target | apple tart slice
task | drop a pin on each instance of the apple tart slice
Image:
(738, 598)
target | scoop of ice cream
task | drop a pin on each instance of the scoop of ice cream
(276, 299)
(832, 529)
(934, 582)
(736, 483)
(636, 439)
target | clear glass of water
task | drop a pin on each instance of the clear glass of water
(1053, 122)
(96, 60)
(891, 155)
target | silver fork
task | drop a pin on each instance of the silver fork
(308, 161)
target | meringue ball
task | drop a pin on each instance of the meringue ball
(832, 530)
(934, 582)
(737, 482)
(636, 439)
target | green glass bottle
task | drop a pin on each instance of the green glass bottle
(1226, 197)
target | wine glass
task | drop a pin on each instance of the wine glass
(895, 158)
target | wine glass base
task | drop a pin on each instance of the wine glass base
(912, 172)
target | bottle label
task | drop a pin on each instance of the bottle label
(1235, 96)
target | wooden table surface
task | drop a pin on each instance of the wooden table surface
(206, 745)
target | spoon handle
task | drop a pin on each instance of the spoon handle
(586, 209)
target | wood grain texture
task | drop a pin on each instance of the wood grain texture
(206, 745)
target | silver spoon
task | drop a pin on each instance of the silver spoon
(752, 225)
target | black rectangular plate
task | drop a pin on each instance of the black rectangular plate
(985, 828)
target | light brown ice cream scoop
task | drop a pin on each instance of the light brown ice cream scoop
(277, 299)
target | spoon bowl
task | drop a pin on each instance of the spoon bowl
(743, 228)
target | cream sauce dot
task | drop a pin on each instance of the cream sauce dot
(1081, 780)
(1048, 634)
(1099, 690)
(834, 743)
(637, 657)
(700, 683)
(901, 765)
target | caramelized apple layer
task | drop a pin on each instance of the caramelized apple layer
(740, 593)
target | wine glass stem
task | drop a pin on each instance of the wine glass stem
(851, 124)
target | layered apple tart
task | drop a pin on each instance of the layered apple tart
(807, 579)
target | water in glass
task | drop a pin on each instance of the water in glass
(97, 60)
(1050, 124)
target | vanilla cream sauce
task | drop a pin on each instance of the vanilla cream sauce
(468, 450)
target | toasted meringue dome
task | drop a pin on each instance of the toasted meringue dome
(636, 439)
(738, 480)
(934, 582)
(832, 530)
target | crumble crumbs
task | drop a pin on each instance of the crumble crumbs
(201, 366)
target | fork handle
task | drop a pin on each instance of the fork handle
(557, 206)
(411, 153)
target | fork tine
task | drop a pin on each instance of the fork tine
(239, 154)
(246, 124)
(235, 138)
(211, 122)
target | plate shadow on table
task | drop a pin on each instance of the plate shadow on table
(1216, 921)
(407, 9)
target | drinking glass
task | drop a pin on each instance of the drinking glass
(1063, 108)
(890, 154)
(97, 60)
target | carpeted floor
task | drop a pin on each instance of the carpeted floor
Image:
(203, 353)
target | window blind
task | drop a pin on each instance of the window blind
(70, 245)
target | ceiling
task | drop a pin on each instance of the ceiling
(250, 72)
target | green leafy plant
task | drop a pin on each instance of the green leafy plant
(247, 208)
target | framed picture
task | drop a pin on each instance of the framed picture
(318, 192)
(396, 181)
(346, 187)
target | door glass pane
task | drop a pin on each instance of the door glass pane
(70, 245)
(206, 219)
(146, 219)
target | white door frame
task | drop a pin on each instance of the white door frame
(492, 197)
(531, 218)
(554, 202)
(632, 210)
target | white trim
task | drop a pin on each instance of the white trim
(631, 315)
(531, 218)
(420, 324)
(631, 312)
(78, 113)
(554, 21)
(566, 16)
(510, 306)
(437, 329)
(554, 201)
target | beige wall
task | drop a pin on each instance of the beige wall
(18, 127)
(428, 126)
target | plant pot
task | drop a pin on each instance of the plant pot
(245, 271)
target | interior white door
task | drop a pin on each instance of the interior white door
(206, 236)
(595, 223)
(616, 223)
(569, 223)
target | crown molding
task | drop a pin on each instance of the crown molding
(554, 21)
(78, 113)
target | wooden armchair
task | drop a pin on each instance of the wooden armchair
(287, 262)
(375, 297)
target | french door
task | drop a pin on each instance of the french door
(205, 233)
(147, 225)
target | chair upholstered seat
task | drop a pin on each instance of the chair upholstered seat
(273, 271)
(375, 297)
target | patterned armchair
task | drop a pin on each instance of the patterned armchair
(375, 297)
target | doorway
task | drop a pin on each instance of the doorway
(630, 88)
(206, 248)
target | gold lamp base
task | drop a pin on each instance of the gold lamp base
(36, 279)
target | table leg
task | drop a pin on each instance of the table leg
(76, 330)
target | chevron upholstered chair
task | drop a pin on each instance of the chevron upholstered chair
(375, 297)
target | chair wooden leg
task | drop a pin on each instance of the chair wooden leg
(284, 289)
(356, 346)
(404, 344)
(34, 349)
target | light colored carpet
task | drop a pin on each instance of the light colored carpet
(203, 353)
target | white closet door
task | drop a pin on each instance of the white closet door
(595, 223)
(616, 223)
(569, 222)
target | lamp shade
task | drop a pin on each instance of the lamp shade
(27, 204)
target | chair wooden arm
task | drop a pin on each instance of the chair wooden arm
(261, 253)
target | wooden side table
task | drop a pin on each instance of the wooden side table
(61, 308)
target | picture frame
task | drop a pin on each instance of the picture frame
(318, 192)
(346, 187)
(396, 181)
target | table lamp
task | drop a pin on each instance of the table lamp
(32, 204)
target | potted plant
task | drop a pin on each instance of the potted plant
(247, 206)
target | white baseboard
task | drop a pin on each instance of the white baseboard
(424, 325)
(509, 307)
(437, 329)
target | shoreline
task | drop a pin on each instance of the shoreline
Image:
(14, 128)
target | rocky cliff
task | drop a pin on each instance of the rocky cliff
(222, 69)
#####
■ Task brief
Each line of the entries above that contains "slice" must be copied into the answer.

■ Exercise solution
target | apple tart slice
task | drop a pin on each instance of the apple tart slice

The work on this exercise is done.